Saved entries
━━━━━━━━━━
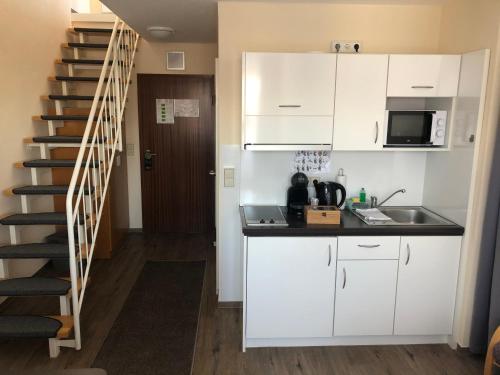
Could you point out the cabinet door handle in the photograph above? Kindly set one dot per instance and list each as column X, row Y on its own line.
column 408, row 254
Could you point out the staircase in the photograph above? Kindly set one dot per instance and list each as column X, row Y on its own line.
column 94, row 151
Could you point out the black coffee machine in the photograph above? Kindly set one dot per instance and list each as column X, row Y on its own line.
column 298, row 196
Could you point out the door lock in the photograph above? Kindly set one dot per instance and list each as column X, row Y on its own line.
column 148, row 160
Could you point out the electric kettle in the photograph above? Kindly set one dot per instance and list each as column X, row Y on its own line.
column 326, row 192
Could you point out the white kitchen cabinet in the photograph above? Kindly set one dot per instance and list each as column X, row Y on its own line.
column 423, row 75
column 288, row 101
column 290, row 287
column 294, row 84
column 360, row 101
column 365, row 296
column 427, row 281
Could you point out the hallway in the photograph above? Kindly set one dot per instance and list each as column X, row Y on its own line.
column 219, row 331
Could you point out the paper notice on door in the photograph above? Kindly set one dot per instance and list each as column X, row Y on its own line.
column 165, row 111
column 187, row 108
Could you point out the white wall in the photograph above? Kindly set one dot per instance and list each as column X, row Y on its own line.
column 32, row 32
column 266, row 176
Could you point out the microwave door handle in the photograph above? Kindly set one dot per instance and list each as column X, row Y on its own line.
column 433, row 128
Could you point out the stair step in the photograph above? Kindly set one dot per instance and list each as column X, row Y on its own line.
column 59, row 237
column 86, row 45
column 90, row 30
column 67, row 139
column 76, row 79
column 34, row 286
column 69, row 97
column 61, row 118
column 80, row 61
column 35, row 251
column 46, row 190
column 51, row 163
column 33, row 326
column 40, row 218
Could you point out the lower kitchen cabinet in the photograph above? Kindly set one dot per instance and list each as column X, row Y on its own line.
column 427, row 282
column 365, row 297
column 290, row 287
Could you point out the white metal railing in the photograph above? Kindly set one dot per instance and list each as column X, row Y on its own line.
column 90, row 179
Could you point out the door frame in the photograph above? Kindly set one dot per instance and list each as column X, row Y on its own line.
column 215, row 116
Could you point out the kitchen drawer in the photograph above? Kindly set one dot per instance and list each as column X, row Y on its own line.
column 369, row 247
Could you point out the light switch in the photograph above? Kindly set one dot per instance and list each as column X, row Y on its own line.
column 130, row 149
column 228, row 177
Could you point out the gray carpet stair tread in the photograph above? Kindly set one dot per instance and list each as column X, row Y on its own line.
column 41, row 218
column 28, row 326
column 48, row 163
column 47, row 190
column 61, row 139
column 35, row 251
column 34, row 286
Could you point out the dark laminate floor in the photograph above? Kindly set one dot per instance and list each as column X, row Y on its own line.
column 219, row 330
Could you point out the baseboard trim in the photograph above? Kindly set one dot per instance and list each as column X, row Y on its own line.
column 230, row 305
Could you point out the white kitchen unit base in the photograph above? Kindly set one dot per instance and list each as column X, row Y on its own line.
column 347, row 341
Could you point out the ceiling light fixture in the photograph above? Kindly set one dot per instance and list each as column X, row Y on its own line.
column 160, row 32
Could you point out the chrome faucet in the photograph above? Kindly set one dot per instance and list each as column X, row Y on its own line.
column 374, row 199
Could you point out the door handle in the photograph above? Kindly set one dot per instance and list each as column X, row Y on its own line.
column 148, row 160
column 408, row 254
column 369, row 246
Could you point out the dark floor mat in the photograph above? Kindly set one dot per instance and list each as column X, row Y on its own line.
column 155, row 333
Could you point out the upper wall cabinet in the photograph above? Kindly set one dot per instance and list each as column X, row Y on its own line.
column 423, row 75
column 295, row 84
column 360, row 102
column 288, row 101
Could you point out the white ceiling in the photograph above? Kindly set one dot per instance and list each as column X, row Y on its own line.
column 196, row 20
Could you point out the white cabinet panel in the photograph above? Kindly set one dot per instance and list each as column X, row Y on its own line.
column 360, row 102
column 369, row 247
column 290, row 287
column 427, row 281
column 288, row 130
column 295, row 84
column 423, row 75
column 365, row 295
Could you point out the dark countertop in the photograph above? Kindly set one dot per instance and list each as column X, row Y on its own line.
column 350, row 225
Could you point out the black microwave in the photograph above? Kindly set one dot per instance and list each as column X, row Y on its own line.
column 415, row 128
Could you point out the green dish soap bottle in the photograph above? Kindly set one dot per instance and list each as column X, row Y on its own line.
column 362, row 195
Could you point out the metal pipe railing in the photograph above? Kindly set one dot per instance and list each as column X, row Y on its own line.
column 90, row 179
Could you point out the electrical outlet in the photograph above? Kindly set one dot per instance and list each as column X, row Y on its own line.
column 346, row 46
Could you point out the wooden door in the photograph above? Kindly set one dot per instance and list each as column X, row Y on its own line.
column 178, row 191
column 290, row 287
column 364, row 298
column 360, row 102
column 427, row 284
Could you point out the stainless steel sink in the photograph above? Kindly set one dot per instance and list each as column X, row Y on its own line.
column 408, row 216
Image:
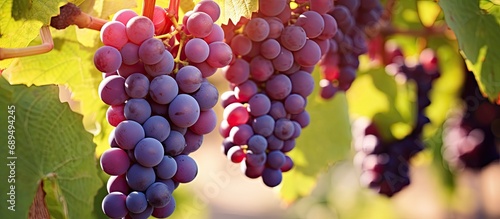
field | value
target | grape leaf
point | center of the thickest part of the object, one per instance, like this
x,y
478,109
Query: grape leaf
x,y
50,144
326,140
70,64
477,27
233,10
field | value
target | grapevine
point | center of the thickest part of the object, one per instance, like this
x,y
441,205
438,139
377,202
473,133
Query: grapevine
x,y
337,105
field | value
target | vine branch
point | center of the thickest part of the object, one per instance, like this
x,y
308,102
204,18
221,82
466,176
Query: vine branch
x,y
46,46
70,14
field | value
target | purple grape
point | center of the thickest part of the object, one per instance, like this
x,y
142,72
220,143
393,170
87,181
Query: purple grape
x,y
113,205
136,202
186,169
149,152
174,144
158,195
184,111
128,133
139,178
167,168
137,110
114,161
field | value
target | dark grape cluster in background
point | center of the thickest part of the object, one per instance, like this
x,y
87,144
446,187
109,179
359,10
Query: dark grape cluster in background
x,y
471,138
160,103
339,64
385,163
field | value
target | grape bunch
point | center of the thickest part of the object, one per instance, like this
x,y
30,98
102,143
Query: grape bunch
x,y
339,64
471,137
385,163
160,103
270,79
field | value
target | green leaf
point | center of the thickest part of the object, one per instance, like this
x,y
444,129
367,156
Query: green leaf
x,y
477,27
378,96
325,141
234,10
70,64
49,141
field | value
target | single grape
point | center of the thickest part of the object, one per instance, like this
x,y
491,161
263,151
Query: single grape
x,y
139,29
244,91
295,104
189,79
257,29
275,159
196,50
240,134
206,96
270,48
174,144
257,144
114,114
235,114
236,154
259,104
261,69
114,161
107,59
293,37
151,51
263,125
124,15
238,72
136,202
206,123
241,45
158,195
139,178
117,184
149,152
128,133
113,205
163,89
209,7
220,54
137,109
163,67
312,22
193,142
283,129
272,177
167,168
157,127
199,24
137,85
278,87
114,34
217,34
184,111
186,169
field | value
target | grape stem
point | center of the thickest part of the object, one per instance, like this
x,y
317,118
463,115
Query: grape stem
x,y
46,46
148,8
173,9
70,14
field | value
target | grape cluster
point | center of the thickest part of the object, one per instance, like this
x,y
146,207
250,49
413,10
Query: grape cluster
x,y
275,52
471,137
385,164
339,64
160,103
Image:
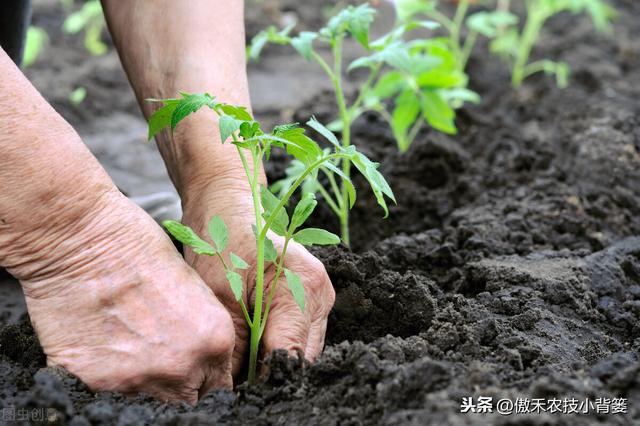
━━━━━━━━━━
Assignment: Each line of the data that contains "target" should be counted; please give only the number.

Response for this exercise: 10